-- EXCERPTED TEXT start --

I think its time for something new. I used to love hearing those words because personally I like change. I'm not as fond anymore, but I get why people say it. Life gets so stagnant and well to be honest we take it for granted. I did. When I say its time for something new I'm usually talking about a new job, clothes, or something very material. When someone tells you its time for something new and it means your whole life is going to change, well I didn't want that. I want a choice to change things. I don't want someone making my change for me you know?...
I think I'm going to start writing about what I'm feeling at this very moment so I can look back and see how God changed me through my life change.
About four months ago my whole world changed. I have never been so scared and felt so hopeless in my whole life. Change had happened. It wasn't the good change I had talked about. It was that anxious, cant eat or function kind of change. The kind where you don't want to wake up in the morning because you have to face your new reality kind of change. The kind of change where you go to sleep at night crying because you don't know how this new change is going to play out and you've never been so scared. Its the kind of change where you fear for the future because you feel like you've lost all control of your life and the life of your kids. The kind of change where your motherly instinct kicks in and all you want to do is make sure your sweet babies are sheltered and protected because the thought of their innocence and sweetness being messed with just pisses you off. The kind of change where you scream at the top of your lungs to God and just hope he hears you but deep down he already knows about your change.
I can honestly say I have been through every single emotion possible. I know I'm a emotional person anyway but it has definitely gotten worse. I have went through the I am a strong woman phase, the I want to cry every second of every day phase. The I want to punch you square in the throat for doing this to our life stage. The fearful stage. The angry stage. The hopeless stage. The hopeful stage. The I know I'm going to have to face this future stage. Yep, I'm there. I can honestly say I NEVER imagined going through this change in all my life. I can honestly say I would never wish it on my worst enemy.
So, now were here. I have pleaded with God, begged God, screamed at God, cried out to God, gotten mad at God, and surrendered to God. Finally, I have trusted God. He gives and takes away, Blessed be his name. Sometimes I think how in the world would God allow this but I remember that he gives us choice and sometimes people make choices that cause so much change. Not always the good change but change none the less. So, I have a choice. I can learn to deal and trust the one who has promised me hes going to take care of me and restore whats been lost or I can stay in my bed and be pissed off that my life hasn't played out like I had imagined. I choose to live life. I choose trust. I choose to believe that the one who everyday when I wake up tells me to not give up on my love and to keep believing that anything is possible with him is going to get the glory!! What an amazing promise. Satan doesn't win because the victory has already been won!

-- EXCERPTED TEXT end --

ACTIONS TO TAKE:
[1] Please return the passage of the post about change between "I think its" and "me you know?...", inclusive, word for word.
[2] Why does the writer of the post about change decide to start writing down present feelings? Answer in one to three sentences.

-- DATASET RECORDS start --

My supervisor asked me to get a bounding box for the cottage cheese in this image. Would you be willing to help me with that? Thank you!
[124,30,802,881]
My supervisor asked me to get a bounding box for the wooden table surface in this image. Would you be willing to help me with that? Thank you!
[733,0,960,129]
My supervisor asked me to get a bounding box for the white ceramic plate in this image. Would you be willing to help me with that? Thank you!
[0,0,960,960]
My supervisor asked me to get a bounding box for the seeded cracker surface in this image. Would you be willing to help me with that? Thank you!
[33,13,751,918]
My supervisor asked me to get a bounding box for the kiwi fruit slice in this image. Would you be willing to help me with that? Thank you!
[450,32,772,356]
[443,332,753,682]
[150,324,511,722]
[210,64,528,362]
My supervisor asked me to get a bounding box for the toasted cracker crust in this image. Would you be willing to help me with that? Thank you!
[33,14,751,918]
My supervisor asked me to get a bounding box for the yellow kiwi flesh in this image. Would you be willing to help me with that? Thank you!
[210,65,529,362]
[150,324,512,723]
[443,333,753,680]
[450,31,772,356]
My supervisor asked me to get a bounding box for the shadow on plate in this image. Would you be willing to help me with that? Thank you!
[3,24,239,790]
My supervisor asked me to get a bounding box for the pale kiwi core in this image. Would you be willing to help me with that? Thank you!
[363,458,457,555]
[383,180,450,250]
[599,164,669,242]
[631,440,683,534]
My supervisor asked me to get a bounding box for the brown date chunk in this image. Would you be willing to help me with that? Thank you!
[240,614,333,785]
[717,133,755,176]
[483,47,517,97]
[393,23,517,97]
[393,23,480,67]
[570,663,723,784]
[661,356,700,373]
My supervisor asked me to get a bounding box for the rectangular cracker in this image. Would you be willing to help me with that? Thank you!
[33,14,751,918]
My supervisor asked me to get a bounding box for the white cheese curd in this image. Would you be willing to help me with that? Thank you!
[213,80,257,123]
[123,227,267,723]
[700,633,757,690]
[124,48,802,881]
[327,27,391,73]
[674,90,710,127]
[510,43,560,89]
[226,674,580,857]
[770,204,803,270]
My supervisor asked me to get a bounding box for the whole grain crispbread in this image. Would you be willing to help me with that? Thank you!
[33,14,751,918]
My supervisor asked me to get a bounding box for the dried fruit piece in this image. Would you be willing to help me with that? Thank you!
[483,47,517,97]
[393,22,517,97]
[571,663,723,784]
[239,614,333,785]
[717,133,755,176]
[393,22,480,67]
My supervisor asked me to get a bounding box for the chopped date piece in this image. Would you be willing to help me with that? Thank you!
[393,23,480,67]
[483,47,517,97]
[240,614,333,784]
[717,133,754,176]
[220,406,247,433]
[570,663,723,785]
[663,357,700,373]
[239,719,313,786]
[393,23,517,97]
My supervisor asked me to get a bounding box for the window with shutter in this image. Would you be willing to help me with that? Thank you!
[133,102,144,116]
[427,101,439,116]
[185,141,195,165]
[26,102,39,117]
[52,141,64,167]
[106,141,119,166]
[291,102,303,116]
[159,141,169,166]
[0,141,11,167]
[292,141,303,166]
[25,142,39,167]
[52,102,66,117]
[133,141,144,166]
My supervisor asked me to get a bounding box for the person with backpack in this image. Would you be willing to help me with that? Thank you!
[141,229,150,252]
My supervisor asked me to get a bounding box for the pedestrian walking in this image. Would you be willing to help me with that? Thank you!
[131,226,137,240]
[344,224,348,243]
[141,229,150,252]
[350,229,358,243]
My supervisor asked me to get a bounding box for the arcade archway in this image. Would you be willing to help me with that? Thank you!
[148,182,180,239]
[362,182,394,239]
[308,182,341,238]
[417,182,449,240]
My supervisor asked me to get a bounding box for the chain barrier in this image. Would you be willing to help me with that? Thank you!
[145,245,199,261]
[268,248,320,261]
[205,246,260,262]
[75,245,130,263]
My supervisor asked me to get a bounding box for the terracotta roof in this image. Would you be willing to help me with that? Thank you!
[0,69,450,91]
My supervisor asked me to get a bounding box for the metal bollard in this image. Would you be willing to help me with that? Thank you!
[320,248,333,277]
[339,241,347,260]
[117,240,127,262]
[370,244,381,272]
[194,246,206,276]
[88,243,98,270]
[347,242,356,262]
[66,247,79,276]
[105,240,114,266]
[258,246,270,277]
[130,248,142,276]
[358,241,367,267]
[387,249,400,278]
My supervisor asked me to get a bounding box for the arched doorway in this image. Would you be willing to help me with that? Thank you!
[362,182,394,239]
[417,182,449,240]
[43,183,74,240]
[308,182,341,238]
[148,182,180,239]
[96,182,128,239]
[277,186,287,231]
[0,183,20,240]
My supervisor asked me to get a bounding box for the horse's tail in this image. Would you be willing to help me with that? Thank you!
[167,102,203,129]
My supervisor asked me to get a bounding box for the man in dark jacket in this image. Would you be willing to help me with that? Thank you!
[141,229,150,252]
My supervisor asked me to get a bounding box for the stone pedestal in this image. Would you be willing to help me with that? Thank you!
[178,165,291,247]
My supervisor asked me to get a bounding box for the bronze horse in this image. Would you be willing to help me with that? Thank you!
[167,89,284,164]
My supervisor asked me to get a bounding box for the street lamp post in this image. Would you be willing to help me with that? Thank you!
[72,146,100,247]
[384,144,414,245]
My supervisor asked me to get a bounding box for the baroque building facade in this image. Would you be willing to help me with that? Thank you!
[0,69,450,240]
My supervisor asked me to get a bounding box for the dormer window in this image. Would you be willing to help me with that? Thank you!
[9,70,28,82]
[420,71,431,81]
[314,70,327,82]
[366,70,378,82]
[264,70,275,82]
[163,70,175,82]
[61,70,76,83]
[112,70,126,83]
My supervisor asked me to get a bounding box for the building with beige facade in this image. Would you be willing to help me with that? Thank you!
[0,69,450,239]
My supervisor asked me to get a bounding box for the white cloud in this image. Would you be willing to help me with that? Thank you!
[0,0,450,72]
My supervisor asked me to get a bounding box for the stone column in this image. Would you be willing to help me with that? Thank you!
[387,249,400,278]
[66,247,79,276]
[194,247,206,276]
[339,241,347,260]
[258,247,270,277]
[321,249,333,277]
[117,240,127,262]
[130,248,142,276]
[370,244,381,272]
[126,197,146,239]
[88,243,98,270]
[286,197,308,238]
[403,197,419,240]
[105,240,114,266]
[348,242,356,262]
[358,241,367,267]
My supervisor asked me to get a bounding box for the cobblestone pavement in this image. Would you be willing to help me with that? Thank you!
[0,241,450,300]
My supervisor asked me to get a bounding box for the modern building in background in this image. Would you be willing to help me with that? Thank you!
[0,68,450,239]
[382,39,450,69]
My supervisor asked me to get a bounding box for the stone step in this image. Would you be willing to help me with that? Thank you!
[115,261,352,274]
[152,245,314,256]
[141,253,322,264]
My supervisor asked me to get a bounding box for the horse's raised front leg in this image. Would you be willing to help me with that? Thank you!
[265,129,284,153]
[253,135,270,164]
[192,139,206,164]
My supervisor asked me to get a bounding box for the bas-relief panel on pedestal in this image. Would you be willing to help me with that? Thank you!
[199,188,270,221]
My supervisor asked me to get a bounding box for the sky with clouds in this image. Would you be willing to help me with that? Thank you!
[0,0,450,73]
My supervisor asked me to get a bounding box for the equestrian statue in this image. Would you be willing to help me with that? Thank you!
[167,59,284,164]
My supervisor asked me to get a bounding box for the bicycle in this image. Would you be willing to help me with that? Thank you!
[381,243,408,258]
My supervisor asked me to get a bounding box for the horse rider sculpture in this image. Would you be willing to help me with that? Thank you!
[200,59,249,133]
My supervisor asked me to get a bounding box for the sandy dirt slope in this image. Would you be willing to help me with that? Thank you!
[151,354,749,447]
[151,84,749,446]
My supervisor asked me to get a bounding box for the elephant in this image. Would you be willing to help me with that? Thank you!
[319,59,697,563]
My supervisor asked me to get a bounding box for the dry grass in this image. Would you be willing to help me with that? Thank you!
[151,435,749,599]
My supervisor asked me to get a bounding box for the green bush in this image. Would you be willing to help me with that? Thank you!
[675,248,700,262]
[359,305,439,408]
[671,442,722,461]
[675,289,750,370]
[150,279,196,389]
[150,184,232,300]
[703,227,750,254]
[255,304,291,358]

-- DATASET RECORDS end --

SOLVED PROBLEMS:
[1]
I think its time for something new. I used to love hearing those words because personally I like change. I'm not as fond anymore, but I get why people say it. Life gets so stagnant and well to be honest we take it for granted. I did. When I say its time for something new I'm usually talking about a new job, clothes, or something very material. When someone tells you its time for something new and it means your whole life is going to change, well I didn't want that. I want a choice to change things. I don't want someone making my change for me you know?...

[2] The writer wants to be able to look back later and see how God changed the writer through this life change.